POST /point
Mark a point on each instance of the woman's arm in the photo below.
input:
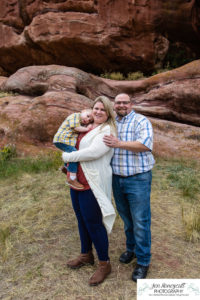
(95, 150)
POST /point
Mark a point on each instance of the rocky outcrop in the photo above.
(98, 36)
(35, 100)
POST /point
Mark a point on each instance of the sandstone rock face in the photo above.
(97, 35)
(46, 95)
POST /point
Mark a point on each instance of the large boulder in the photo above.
(43, 96)
(98, 36)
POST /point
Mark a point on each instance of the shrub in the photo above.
(8, 152)
(113, 76)
(135, 75)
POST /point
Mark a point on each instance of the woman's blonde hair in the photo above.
(109, 111)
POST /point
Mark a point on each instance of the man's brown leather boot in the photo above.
(81, 260)
(101, 273)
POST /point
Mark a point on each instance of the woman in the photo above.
(93, 207)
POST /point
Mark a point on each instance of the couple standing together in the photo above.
(113, 153)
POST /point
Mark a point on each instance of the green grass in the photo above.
(120, 76)
(14, 166)
(38, 233)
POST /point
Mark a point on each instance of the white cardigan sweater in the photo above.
(95, 158)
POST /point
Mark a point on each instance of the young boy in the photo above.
(65, 140)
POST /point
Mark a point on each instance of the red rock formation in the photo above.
(48, 94)
(95, 35)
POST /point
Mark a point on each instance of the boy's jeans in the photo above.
(132, 197)
(73, 166)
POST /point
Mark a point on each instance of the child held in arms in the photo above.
(66, 137)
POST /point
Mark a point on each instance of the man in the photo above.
(132, 163)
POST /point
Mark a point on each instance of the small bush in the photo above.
(185, 179)
(6, 94)
(135, 75)
(8, 152)
(113, 76)
(16, 166)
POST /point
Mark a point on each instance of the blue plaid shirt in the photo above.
(133, 127)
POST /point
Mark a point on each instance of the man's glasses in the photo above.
(122, 102)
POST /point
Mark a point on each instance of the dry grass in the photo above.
(38, 233)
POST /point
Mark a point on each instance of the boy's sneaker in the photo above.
(75, 184)
(63, 169)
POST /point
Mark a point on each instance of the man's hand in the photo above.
(111, 141)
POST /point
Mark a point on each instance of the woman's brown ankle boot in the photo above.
(101, 273)
(81, 260)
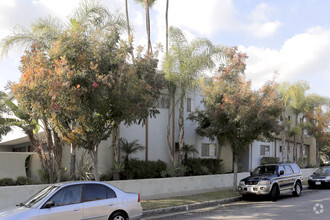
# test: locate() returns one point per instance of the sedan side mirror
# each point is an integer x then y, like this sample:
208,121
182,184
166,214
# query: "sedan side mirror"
49,204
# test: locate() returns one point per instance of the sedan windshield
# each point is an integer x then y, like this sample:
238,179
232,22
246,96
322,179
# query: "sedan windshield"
39,196
265,170
323,170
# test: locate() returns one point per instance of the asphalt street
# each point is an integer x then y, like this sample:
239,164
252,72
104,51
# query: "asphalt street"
312,204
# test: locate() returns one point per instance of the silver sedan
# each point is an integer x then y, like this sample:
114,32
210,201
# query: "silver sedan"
78,200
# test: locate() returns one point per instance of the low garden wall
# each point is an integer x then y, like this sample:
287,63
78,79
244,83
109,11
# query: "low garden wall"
148,188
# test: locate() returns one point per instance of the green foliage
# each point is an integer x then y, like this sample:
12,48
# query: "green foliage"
22,180
84,167
269,160
184,65
4,127
138,169
234,112
7,182
199,166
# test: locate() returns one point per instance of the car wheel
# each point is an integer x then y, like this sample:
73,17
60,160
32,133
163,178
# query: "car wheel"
245,197
274,193
118,216
297,189
310,186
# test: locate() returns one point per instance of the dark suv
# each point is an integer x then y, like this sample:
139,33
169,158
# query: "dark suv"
272,180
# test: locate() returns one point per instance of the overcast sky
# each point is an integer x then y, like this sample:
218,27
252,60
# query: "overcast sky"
290,37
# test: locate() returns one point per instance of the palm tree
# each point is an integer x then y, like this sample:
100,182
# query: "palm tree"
44,32
130,36
147,4
298,104
283,90
4,128
189,149
183,66
129,148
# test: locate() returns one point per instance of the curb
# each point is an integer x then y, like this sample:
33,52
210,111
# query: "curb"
185,208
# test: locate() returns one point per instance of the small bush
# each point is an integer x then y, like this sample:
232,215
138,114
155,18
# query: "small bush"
198,166
22,180
105,177
7,182
269,160
139,169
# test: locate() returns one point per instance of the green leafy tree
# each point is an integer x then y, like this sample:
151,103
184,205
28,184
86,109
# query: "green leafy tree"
235,113
183,67
285,96
100,89
31,92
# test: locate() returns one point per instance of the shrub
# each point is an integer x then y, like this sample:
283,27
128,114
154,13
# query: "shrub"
22,180
139,169
7,182
269,160
174,171
198,166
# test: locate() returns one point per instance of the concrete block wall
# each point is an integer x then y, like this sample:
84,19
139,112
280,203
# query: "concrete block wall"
148,188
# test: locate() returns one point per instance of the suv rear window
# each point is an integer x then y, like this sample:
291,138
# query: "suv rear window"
295,168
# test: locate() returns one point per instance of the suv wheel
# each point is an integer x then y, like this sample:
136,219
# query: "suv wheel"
274,193
297,189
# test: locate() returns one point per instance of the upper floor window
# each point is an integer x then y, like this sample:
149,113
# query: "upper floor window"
264,150
209,150
163,101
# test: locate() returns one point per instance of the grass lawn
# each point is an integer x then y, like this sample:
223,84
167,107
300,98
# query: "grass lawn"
184,200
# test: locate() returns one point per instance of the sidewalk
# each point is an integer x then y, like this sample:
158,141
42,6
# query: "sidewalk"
163,213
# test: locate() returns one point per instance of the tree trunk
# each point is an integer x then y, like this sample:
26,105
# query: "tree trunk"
181,129
93,154
73,163
283,139
115,143
147,139
166,19
130,37
57,156
148,27
235,172
295,149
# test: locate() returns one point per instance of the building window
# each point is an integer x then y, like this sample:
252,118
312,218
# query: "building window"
264,150
188,104
163,101
209,150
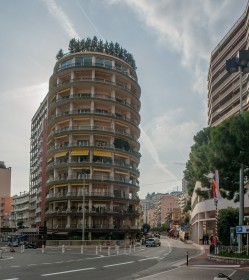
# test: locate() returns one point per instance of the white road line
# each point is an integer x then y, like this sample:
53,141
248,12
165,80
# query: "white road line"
147,259
118,264
68,271
11,279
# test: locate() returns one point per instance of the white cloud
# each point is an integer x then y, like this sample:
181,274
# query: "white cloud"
58,13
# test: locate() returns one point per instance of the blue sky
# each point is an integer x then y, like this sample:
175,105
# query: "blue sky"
171,41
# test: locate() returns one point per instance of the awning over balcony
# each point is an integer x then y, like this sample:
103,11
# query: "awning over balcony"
62,154
120,155
121,172
82,152
101,169
102,153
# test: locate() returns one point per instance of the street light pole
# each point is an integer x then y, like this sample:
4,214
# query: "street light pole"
233,65
83,208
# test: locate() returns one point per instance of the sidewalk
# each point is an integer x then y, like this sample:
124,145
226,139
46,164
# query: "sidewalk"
203,260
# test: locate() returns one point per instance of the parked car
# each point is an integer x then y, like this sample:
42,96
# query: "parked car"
153,241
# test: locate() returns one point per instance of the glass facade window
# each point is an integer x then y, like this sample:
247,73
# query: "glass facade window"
67,63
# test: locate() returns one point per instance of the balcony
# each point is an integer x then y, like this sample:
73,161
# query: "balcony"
97,178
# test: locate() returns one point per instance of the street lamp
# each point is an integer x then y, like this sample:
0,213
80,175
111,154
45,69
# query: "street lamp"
240,64
83,173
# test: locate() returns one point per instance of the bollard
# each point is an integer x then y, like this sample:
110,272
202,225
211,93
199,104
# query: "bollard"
222,276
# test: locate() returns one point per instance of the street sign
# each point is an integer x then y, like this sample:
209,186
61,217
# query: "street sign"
242,229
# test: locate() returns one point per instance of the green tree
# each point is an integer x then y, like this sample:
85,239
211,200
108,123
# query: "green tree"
222,148
227,218
59,54
145,228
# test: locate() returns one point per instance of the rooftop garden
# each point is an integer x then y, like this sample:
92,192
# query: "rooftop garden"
95,45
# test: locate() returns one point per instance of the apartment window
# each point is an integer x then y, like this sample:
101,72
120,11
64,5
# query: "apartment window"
100,143
99,111
103,62
67,63
83,143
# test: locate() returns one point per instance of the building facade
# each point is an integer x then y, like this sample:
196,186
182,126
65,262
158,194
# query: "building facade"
223,88
92,147
37,180
20,208
166,205
5,180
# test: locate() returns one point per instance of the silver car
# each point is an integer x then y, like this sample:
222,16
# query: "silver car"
153,241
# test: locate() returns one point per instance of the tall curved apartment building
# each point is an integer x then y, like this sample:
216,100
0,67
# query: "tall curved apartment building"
92,147
224,88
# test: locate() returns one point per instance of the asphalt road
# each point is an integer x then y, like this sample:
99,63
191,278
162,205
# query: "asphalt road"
165,262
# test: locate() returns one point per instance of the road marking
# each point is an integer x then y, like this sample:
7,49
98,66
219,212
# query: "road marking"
95,258
68,271
11,279
118,264
148,259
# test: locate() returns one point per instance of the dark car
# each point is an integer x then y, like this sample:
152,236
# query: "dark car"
153,242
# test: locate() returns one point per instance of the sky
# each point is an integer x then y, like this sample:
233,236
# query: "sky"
171,42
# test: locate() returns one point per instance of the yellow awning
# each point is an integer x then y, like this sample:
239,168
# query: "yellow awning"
81,167
121,172
62,154
50,158
120,155
102,153
67,89
82,152
103,170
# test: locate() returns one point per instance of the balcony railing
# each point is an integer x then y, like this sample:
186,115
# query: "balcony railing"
94,177
91,145
71,129
78,195
95,96
102,81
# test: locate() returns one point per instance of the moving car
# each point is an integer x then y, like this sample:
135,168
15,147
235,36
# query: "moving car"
153,241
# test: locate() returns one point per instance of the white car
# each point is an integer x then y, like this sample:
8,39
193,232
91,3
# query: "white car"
153,241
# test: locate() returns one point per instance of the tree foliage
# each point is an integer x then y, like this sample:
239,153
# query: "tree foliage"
95,45
223,148
227,218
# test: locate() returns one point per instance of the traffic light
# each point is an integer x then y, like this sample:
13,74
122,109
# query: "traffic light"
42,230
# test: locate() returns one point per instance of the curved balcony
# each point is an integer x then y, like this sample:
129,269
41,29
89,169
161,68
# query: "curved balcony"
73,65
92,227
79,213
71,163
96,81
74,113
72,129
84,96
75,145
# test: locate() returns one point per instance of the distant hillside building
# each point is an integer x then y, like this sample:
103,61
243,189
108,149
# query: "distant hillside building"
223,88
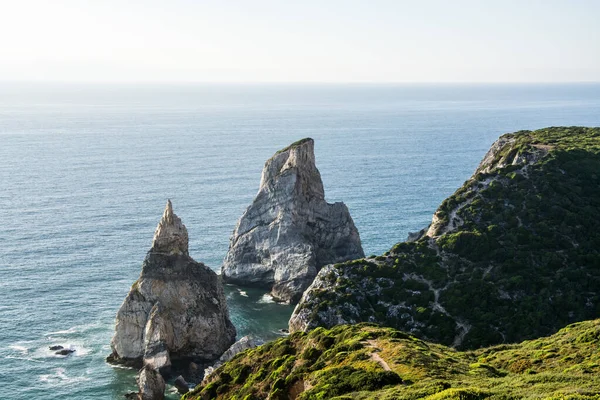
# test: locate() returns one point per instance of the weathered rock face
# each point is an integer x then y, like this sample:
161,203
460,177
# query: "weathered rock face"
151,384
245,343
176,309
290,231
511,255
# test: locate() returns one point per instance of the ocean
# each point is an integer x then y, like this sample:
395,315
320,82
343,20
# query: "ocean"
85,172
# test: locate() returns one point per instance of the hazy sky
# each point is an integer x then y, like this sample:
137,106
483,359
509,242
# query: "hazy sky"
300,41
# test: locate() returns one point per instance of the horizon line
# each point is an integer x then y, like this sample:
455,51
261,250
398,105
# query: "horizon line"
295,83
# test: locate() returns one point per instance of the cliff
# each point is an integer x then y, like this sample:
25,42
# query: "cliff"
290,231
369,362
175,310
513,254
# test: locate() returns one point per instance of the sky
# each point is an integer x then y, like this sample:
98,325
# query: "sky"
369,41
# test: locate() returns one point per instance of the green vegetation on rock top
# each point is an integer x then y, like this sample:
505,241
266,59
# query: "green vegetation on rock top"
295,144
514,254
368,362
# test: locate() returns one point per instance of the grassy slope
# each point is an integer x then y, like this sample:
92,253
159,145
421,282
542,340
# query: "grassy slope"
526,248
347,362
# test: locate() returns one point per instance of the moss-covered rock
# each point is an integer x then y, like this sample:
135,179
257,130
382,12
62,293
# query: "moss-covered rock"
368,362
514,254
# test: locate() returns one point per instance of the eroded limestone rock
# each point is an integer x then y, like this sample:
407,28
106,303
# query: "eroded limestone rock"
175,310
290,231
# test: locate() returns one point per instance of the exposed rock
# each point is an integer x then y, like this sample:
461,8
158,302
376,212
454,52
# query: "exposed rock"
245,343
151,384
181,385
175,310
290,231
511,255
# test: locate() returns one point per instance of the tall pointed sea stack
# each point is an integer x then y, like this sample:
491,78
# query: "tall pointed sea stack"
290,231
176,309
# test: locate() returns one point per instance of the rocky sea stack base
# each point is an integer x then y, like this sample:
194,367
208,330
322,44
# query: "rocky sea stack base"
176,310
290,231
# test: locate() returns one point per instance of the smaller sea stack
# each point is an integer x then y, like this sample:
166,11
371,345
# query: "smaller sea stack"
175,310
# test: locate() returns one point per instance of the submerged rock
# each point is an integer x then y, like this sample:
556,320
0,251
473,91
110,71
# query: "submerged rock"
290,231
181,385
151,384
175,310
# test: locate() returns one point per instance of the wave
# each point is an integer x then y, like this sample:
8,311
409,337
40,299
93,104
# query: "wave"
60,377
266,299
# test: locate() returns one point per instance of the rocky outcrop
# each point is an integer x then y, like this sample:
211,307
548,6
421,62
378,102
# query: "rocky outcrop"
175,310
245,343
290,231
511,255
151,384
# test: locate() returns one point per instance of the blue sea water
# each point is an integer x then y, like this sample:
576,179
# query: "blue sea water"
85,172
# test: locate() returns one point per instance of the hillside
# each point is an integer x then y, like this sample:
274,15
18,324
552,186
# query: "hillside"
513,254
368,362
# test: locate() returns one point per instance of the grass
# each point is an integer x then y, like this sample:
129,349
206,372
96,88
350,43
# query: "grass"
526,246
337,363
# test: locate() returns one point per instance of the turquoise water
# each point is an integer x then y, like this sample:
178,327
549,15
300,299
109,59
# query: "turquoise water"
85,172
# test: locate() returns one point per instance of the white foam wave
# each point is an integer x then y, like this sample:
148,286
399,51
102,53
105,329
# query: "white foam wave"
21,349
24,359
64,332
266,299
60,377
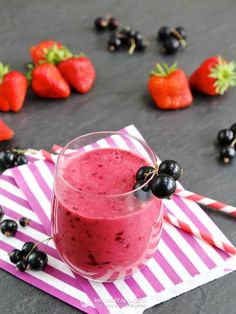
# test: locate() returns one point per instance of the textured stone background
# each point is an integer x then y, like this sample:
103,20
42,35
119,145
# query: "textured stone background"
120,98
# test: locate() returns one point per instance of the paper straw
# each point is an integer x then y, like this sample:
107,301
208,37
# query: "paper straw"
209,202
200,199
221,207
199,234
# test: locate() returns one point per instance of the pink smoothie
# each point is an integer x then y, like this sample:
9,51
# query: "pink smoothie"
100,228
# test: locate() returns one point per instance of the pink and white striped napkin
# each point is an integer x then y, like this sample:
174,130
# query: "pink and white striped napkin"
180,264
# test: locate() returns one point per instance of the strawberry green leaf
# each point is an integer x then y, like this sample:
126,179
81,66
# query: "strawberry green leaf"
28,73
163,70
4,69
55,54
224,74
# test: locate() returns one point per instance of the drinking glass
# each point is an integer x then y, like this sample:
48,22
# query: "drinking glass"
104,237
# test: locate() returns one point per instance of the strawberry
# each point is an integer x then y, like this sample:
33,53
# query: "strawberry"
77,70
169,87
214,76
46,81
39,51
79,73
13,88
6,133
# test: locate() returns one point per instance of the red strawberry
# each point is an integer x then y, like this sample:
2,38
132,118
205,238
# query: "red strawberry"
13,89
214,76
6,133
78,71
169,87
47,82
39,51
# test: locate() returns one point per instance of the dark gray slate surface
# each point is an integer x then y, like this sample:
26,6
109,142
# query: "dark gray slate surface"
120,98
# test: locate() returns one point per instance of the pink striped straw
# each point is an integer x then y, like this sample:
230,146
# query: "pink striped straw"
199,234
221,207
203,200
197,198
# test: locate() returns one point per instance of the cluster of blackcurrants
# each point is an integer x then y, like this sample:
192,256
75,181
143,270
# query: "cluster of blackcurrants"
10,158
172,39
226,138
126,37
161,181
29,257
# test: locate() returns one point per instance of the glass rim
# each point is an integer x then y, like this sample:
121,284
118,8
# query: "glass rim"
144,143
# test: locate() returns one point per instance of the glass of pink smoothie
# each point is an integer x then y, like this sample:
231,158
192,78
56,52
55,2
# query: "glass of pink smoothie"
102,228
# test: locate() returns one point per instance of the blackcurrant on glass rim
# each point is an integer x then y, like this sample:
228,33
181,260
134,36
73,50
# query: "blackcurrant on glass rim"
106,134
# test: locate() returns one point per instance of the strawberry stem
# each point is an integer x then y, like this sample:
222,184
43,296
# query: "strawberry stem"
28,73
163,70
55,55
224,74
4,69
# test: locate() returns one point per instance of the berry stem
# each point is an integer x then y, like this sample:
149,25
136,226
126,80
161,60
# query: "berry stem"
147,174
132,47
233,143
37,243
179,37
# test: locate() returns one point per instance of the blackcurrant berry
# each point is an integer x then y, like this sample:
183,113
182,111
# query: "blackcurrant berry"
143,194
1,213
136,35
100,24
8,160
15,256
164,33
171,45
233,128
21,265
225,137
182,31
141,44
2,158
227,153
163,186
37,260
144,173
127,31
21,159
113,23
28,247
9,227
170,167
114,42
24,221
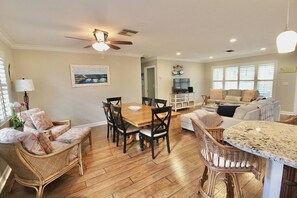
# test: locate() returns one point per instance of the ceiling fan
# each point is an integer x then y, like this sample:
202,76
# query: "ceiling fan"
101,43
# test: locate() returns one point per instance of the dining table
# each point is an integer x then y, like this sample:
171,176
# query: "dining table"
139,115
277,142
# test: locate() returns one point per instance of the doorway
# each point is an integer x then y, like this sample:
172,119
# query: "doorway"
150,81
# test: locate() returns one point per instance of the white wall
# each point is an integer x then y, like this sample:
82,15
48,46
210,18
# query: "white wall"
53,93
192,70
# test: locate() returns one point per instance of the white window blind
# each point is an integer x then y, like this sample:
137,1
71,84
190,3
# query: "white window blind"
265,79
231,77
5,110
217,76
246,77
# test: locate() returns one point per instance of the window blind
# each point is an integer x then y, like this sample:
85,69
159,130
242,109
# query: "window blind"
5,110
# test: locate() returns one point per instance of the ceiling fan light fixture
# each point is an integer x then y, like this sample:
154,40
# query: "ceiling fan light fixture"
286,41
100,46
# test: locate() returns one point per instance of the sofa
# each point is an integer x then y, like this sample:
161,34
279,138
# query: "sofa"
237,96
268,109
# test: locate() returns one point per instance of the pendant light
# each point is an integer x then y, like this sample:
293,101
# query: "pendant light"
286,41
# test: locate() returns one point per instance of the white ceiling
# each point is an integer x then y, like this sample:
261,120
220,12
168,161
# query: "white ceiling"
196,28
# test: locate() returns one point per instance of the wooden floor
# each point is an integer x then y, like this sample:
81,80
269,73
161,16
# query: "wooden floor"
110,173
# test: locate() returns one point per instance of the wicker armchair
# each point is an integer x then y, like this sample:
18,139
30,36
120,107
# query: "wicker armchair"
38,171
220,158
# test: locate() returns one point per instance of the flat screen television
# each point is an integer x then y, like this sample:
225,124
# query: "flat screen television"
180,85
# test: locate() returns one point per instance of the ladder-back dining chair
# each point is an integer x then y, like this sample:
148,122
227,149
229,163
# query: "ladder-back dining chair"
147,101
159,128
115,100
160,103
220,158
110,122
122,127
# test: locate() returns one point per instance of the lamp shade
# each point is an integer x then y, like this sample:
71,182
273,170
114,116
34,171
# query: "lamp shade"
286,41
100,46
24,85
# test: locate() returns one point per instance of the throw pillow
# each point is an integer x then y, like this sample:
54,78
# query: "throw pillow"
227,110
249,95
41,121
233,98
45,142
211,119
216,94
26,116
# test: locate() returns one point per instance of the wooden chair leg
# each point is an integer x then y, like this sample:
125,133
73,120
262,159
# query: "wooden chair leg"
124,149
236,184
152,145
167,142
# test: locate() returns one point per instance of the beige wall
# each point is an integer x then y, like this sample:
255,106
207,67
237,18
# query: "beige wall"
192,70
285,84
53,93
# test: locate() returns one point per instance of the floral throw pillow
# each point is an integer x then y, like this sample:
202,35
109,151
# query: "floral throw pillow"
45,142
26,116
41,121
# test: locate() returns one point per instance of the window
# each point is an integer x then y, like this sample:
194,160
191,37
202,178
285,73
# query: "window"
5,110
246,76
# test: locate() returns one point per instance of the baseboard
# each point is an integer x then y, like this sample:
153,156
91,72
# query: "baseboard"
91,124
4,177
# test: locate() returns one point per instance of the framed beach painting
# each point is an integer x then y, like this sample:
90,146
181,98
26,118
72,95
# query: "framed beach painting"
89,75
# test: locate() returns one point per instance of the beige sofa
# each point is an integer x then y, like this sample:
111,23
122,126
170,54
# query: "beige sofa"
257,110
232,96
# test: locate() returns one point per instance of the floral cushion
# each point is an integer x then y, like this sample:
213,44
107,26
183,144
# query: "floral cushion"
56,131
28,140
26,116
41,121
45,142
74,134
10,135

_ _ _ _ _ _ _

▶ Action item:
Your task is to retype the entries verbatim, starting with the line that holds "the beige wall" and stopping after the line that holds "# test: locate() returns one point per instance of the baseboard".

▶ Answer space:
# test: locate() returns one point per instance of the beige wall
# each point is an integer x then y, like this sample:
255,106
207,67
237,18
# query: "beige wall"
192,70
285,84
53,93
# test: locate() returns one point per instance of the floral throw pillow
# each point is an integer x then y, like this sample:
202,35
109,151
# query: "floral throw pillow"
45,142
26,116
41,121
# test: locate() returns one point per instance of the window
# each point is an integer x then y, like this sample:
194,160
191,37
202,178
285,73
# query: "window"
5,110
246,76
# test: locate() returns one point per instance of the baseboard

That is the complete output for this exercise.